PROBLEM:
Go through the records and give each one again exactly.

Stored dataset items
____________________
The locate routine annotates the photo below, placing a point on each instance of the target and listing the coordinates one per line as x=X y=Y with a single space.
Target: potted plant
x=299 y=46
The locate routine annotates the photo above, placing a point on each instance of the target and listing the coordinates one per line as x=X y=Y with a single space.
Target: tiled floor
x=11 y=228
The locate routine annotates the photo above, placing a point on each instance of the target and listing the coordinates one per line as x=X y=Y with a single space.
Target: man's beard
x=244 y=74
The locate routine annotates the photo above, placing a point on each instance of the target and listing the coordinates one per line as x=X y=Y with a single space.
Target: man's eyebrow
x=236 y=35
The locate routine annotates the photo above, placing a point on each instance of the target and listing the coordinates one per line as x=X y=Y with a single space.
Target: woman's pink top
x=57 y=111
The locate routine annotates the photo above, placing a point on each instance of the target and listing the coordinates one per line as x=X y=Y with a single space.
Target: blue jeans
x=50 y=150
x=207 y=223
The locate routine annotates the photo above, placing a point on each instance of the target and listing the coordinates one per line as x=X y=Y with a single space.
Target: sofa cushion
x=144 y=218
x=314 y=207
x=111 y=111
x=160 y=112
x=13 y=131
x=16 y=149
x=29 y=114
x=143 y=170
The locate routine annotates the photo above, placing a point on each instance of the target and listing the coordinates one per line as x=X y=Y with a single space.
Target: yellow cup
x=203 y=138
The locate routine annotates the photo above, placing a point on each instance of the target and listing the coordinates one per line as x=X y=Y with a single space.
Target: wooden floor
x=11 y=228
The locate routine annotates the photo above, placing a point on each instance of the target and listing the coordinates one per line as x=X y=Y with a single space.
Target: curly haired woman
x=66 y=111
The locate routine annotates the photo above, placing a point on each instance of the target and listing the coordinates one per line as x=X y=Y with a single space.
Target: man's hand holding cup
____________________
RESPONSE TO THE EXERCISE:
The locate routine annotates the photo below, placing a point on each instance of the target and listing the coordinates one per line as x=X y=Y with a single space.
Target: potted plant
x=299 y=46
The locate routine annotates the photo above, placing a point on each instance of the target and listing the coordinates one per line as x=X y=Y with a single space.
Target: tiled floor
x=11 y=228
The locate routine annotates the photo above, placing a point on each instance of the target and listing the coordinates one per line as x=X y=Y with a single space.
Target: man's beard
x=244 y=74
The locate routine annotates the photo above, placing a point on each instance of the target and listing the coordinates one per line as x=X y=Y with a single space.
Target: man's eyebrow
x=236 y=35
The locate routine annotates the photo above, placing a point on each instance of the target and listing the coordinates one per line as x=X y=Y with a single space.
Target: woman's pink top
x=57 y=111
The locate routine annotates the photo above, placing a point on each instance of the target and listing the coordinates one per line as x=X y=Y with a single space.
Target: blue jeans
x=50 y=150
x=207 y=223
The locate routine annotates the photo above, placing a point on each instance of the target and listing the coordinates one per line as x=X y=Y with a single space.
Target: sofa cushion
x=144 y=218
x=314 y=207
x=111 y=111
x=160 y=112
x=13 y=131
x=16 y=149
x=29 y=114
x=143 y=170
The locate routine annotates the photo above, placing a point on each instance of the target and listing the coordinates one per line as x=X y=Y with a single space.
Target: yellow cup
x=203 y=138
The locate routine annotates the photo above, placing a point on each instance of the target and listing the coordinates one per line as x=X y=Y with a single space.
Target: wooden floor
x=11 y=228
The locate routine annotates the photo above, placing a point on each instance of the target and listing the coordinates one per line as x=X y=Y with a single space.
Target: curly haired woman
x=66 y=111
The locate routine annotates the photo above, placing a point on each instance of the target and listing the coordinates one per line as x=X y=Y with a single space.
Target: man's hand holding cup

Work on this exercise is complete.